======== Task data ========

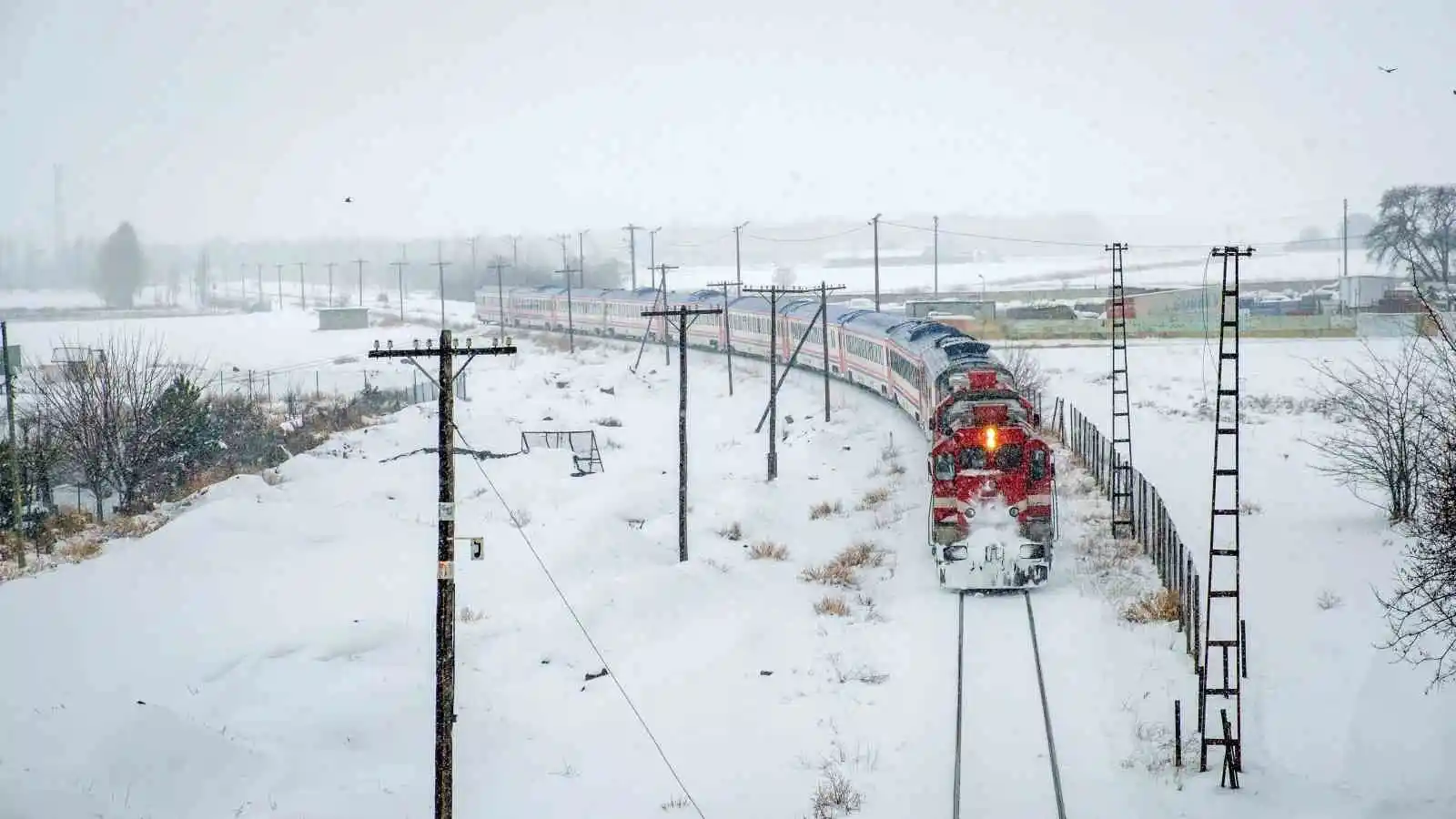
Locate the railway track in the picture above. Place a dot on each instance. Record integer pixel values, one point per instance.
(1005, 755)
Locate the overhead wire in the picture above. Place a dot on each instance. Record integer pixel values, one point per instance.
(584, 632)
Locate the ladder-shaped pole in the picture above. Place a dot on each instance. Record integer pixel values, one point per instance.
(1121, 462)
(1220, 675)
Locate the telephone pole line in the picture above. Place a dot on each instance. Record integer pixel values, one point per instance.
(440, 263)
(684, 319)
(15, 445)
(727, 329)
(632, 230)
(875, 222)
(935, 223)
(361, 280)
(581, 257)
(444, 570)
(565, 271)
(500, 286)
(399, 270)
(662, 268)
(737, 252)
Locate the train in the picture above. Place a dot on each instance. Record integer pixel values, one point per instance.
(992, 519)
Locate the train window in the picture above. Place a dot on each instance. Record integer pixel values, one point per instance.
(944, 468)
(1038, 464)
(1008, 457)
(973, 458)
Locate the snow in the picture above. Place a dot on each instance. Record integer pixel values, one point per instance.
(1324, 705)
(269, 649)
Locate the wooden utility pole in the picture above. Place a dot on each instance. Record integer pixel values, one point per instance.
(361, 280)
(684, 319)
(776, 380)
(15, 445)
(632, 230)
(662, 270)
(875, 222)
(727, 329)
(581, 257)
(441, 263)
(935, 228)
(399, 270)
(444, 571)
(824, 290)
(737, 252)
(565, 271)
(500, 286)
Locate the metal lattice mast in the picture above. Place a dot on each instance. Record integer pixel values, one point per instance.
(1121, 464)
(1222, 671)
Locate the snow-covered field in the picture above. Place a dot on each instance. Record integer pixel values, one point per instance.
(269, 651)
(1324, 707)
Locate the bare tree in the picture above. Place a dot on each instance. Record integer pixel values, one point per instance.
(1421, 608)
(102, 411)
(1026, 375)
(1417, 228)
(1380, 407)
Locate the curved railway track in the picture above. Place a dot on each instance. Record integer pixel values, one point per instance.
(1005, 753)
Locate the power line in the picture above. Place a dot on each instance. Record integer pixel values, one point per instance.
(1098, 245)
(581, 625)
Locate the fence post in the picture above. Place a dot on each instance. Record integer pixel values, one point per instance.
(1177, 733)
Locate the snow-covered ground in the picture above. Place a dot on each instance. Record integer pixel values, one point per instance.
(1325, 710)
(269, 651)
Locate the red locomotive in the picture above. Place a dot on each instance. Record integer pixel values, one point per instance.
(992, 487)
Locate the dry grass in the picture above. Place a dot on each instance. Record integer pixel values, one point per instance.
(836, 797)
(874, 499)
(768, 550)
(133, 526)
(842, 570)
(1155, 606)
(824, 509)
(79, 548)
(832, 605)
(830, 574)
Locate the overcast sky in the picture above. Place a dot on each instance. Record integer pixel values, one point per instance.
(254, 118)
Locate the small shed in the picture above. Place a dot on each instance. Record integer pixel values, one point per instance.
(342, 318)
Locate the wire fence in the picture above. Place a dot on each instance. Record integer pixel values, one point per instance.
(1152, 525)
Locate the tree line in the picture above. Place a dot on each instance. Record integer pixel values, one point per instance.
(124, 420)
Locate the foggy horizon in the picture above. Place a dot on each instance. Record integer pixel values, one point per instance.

========

**Instructions for the task:** The result should be all the records, retyped exactly, with no pictures among them.

**Your solution:**
Locate the railway track in the picture above. Place a dot on each instance. Record integer pixel values, one point per instance.
(1005, 755)
Locate the overhead wire in the picture above. Place a dot on each instance. Record integer pixel values, one point per instance.
(584, 632)
Locate the ladder-shaped pole in the picture above. Place a dot on each instance. Record integer pixel values, one point per instance.
(1121, 462)
(1220, 675)
Locate the telephone pole line in the picture above. Place a dot on each instance. Record integer pixel values, one point per instance.
(440, 263)
(684, 319)
(15, 445)
(727, 329)
(632, 230)
(875, 222)
(935, 223)
(361, 280)
(581, 257)
(444, 570)
(565, 271)
(500, 286)
(399, 270)
(662, 268)
(737, 252)
Locate the train in the picture above. Place a dot on each instance. Record integer pixel values, one point per instance.
(992, 519)
Locate the train window in the picture above. Place a dot on each instance. Record integer pixel values, one point per instance.
(944, 468)
(1038, 464)
(1008, 457)
(973, 458)
Locate the snow in the picture above. Place a dot on each instance. Record integer pixel values, one point per instance.
(1324, 705)
(269, 649)
Locate the wooden utility pole in the picture above. Place a dot on each instance. Record integer pixel values, one point per instance.
(361, 280)
(684, 319)
(776, 380)
(15, 445)
(632, 230)
(662, 270)
(875, 222)
(727, 329)
(581, 257)
(441, 263)
(935, 228)
(399, 270)
(444, 571)
(824, 290)
(737, 252)
(565, 271)
(500, 286)
Locate the metal lattice mast in the picture above. Place a dot on each instance. Record integer pixel values, one point per instance.
(1121, 464)
(1222, 671)
Locate the snow-covered field in the picture above. Place a dot on each instance. Record integer pixel values, one point per instance.
(269, 651)
(1324, 707)
Locate the bare tree in the picture above. Place a dot on each instance. Record integer pixel values, one point per instance.
(1421, 608)
(102, 411)
(1026, 375)
(1417, 228)
(1380, 407)
Locate the curved railway track in the picture above. Place a dot on each instance. Record integer pixel values, one point per instance.
(1005, 753)
Locate the power line in the picture above. Place a dot on each instance. Record integer pixel values, one point per instance.
(1098, 245)
(581, 625)
Locate the fence post in the picture above. Place a dot on each instance. Record integer pixel values, one point per instance.
(1177, 733)
Locate the snow-covered ground in the picture above. Place a dot on each instance. Record integer pixel values, one point per instance.
(1325, 710)
(269, 651)
Locate the red locomotive in the picture above. Place a dot on each instance. Record integer pixel values, one point per instance.
(992, 487)
Locate the dry grass in the picture above. Place a dot on each instance. Record integer pixel values, one point per instance.
(836, 797)
(874, 499)
(768, 550)
(133, 526)
(842, 570)
(1155, 606)
(824, 509)
(79, 548)
(832, 605)
(830, 574)
Locate the overcast sky in the picture above. Place a dot on each instance. Record integer pixel values, one point per instance.
(254, 118)
Locate the small shed in the picture above. Place a dot on each instance. Record integer pixel values, one point per instance.
(342, 318)
Locate the wire fence in the picture above. Place a dot on each instance. Record integer pixel values, one point per instance.
(1152, 525)
Locate the tree line in the picture above. Place a dot on each instance. Record integer pixel values, one point per instance.
(124, 420)
Locate the foggy horizon in the picture above. Place a dot on each instance. Record integer pixel values, one point per instance.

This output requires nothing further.